Los amos del universo
Durante dos años, Joris Luyendijk entrevistó a ejecutivos, banqueros, secretarias y agentes de bolsa para escribir Entre tiburones, un retrato descarnado del mundo de las finanzas.
JORIS LUYENDIJK

«Hacer un negocio importante es como emprender un viaje: uno desarrolla una suerte de camaradería con los clientes y los colegas de otros bancos que están interesados en que el proyecto florezca… Empiezas con tu equipo delante del cliente: todos bien vestidos presentan la iniciativa de manera muy profesional. Luego vienen las negociaciones, el estrés, los viajes, las reuniones hasta altas horas de la noche, el momento en que decides volver a fumar… Meses más tarde todos se pasan veinticuatro horas reunidos en una habitación: oliendo a sudor y con la camisa abierta te enfrentas a los abogados en las inevitables negociaciones de última hora, que no parecen acabar nunca… Y por fin llega el momento de la firma. Es un proceso brutal y sucio, algo muy masculino, si lo quieres poner así. Y luego quedan las historietas de guerra: ¿recuerdas cuando el cliente dijo esto y tú dijiste esto otro?»

==========

### Acciones requeridas
(1) Según el extracto sobre el mundo de las finanzas, ¿durante cuánto tiempo entrevistó Joris Luyendijk a ejecutivos, banqueros, secretarias y agentes de bolsa?
(2) Continúa el extracto sobre el mundo de las finanzas a partir del final de la cita.

==========

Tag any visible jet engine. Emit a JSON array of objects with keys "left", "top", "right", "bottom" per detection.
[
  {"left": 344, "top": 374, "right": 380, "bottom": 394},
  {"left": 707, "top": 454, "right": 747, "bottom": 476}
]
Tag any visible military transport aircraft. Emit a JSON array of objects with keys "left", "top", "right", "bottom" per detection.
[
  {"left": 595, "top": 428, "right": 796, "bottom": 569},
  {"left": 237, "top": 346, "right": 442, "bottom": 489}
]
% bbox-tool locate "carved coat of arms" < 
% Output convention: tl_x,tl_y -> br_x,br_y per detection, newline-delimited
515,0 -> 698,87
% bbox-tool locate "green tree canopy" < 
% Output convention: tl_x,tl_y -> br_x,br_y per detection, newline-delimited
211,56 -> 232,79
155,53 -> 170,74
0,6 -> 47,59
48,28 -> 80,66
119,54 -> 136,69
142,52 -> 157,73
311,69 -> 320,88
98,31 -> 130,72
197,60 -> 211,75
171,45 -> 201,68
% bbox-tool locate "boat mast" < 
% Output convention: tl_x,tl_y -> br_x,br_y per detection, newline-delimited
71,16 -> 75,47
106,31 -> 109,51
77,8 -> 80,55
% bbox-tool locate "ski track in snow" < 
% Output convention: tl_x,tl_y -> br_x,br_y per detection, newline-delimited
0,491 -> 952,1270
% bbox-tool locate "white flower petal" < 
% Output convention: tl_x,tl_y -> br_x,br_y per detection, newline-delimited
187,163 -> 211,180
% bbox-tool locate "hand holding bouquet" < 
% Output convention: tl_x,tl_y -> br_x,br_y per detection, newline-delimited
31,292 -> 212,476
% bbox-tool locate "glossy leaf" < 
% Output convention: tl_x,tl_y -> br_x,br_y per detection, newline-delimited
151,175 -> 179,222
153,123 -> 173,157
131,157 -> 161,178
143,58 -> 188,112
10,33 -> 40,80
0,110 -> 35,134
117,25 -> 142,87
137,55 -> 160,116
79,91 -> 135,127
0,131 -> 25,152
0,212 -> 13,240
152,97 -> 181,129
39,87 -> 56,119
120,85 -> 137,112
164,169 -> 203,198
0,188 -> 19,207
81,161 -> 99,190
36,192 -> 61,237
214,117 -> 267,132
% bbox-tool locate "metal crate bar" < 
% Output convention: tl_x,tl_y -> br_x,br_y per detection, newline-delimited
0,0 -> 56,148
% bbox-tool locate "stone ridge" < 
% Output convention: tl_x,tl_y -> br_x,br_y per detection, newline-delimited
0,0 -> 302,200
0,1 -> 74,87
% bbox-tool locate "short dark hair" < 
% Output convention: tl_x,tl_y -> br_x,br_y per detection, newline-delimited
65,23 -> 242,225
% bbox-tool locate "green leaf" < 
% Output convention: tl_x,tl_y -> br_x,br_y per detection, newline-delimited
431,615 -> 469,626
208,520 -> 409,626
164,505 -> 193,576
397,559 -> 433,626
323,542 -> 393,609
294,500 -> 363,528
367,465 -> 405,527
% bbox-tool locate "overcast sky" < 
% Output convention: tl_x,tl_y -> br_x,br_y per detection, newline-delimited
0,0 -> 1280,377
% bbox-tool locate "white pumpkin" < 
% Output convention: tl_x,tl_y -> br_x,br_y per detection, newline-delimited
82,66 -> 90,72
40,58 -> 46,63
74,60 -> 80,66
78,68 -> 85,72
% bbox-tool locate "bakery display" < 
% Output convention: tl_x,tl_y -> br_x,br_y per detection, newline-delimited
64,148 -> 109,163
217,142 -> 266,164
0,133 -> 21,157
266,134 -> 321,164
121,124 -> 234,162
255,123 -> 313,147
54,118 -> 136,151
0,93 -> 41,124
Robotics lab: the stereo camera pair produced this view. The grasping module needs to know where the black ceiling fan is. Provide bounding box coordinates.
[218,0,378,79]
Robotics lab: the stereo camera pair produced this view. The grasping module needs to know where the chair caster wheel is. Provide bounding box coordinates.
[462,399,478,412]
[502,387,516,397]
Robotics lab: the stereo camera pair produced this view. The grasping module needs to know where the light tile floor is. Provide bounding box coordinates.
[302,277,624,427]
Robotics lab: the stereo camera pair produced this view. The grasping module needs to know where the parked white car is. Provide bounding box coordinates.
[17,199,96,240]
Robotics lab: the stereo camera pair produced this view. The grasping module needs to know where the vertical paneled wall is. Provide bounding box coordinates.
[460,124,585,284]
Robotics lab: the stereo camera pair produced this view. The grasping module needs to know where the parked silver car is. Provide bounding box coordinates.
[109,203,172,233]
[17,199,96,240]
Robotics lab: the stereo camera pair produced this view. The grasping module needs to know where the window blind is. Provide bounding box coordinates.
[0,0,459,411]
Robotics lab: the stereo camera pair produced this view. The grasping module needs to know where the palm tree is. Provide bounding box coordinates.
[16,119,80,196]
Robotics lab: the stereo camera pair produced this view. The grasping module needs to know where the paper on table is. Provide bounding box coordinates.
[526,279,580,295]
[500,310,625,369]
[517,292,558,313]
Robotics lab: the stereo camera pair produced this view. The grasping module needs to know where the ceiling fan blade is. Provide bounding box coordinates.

==========

### Resultados esperados
(1) Durante dos años.

(2)
Quien así hablaba era un antiguo director ejecutivo que me estaba explicando cómo era el proceso de sacar una nueva empresa a bolsa. Hasta que tuvo una depresión y lo dejó, él había sido uno de esos típicos «amos del universo» bancarios. Para mi sorpresa, este tipo de banquero parecía sentirse muy feliz con el apodo, aunque Tom Wolfe había acuñado la expresión en los años ochenta (en su novela La hoguera de las vanidades) para satirizar la arrogancia de los jóvenes ambiciosos que ganaban millones de dólares en Wall Street. Muchos amos del universo no parecían saber de dónde viene el término ni parecía importarles la literatura o la ironía.

Ahora bien, cada vez que explicaban cómo era su trabajo no podía evitar una sensación de afinidad, casi de parentesco. Al menos inicialmente. «Hacer un negocio es como marcar un gol —dijo el que había sido director ejecutivo— o lo que para los periodistas puede ser conseguir una exclusiva.» Había gente que hablaba con toda seriedad de experimentar algo parecido a un «orgasmo» o un «subidón» después de cerrar un trato: «Entrar en el banco cuando sabes que todo el mundo ha recibido un mensaje donde se te felicita por lo bien que lo has hecho es algo fabuloso. La gente te para por los pasillos y te envía notas. Te sientes como si estuvieras en la cima del mundo». Eso, debo admitirlo, describe muy bien lo que experimenté el día en que salí por primera vez en la portada del Guardian. El orgullo y la euforia que sentí fueron intensos; colegas que hasta ese momento me habían ignorado de pronto recordaban quién era yo.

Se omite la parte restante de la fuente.